Prompt
After locating the line with "Find the sky; set one dot on each instance." in the data that follows, return it and every later line exactly, up to and including the line with "Find the orange".

Data provided
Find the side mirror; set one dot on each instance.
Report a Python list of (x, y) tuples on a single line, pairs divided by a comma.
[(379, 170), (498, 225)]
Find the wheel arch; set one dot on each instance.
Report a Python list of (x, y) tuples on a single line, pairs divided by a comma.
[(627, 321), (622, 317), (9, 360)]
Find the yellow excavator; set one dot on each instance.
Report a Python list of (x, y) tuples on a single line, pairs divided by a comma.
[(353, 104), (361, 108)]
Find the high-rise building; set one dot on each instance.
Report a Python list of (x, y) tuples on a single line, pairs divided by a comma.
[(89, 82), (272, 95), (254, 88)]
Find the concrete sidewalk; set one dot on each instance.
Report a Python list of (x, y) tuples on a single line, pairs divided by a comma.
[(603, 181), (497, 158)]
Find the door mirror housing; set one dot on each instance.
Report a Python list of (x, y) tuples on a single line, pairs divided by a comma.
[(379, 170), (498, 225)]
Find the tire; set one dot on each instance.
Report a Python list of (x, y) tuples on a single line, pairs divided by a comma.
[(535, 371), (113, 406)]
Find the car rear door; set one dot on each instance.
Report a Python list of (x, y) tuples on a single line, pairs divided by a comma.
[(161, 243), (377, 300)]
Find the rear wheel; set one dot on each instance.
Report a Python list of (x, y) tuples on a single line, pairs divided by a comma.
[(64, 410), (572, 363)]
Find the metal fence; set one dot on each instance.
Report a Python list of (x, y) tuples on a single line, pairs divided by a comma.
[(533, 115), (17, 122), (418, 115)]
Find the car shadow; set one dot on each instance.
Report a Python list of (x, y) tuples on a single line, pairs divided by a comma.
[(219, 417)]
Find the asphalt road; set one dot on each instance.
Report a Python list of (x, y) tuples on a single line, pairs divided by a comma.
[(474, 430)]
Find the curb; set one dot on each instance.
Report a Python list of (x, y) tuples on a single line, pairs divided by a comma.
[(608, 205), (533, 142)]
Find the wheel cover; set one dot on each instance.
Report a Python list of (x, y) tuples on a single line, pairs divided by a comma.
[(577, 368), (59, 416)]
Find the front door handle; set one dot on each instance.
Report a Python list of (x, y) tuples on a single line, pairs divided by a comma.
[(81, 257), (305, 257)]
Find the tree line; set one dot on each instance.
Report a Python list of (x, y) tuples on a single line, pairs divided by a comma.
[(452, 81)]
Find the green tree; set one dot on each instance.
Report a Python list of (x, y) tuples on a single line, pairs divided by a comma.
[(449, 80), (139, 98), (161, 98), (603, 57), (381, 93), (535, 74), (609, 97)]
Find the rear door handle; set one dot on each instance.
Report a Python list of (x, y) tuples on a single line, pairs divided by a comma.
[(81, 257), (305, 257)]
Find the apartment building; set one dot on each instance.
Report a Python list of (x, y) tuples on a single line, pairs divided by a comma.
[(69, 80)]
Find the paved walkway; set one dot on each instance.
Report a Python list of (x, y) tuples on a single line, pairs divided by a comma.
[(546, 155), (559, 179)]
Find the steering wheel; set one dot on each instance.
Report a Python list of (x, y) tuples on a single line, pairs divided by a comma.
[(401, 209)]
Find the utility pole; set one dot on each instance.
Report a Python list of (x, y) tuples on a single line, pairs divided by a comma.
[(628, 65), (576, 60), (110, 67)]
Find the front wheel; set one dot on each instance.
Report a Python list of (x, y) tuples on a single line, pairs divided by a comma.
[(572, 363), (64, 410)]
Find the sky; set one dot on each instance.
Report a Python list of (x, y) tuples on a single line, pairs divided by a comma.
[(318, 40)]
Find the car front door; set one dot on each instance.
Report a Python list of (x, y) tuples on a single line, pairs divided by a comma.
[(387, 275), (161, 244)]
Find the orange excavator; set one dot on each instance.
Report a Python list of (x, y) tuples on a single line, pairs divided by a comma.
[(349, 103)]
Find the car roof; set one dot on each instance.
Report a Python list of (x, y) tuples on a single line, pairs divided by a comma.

Result of this exercise
Find the sky; set one dot on each instance.
Report a Python list of (x, y) tuples on a single line, pairs divided by a comma.
[(318, 40)]
Find the car front door; set one dot on each instance.
Report a Python list of (x, y) tuples on a single line, pairs divided by a comma.
[(387, 275), (161, 244)]
Find the orange excavator; set one dot on each instance.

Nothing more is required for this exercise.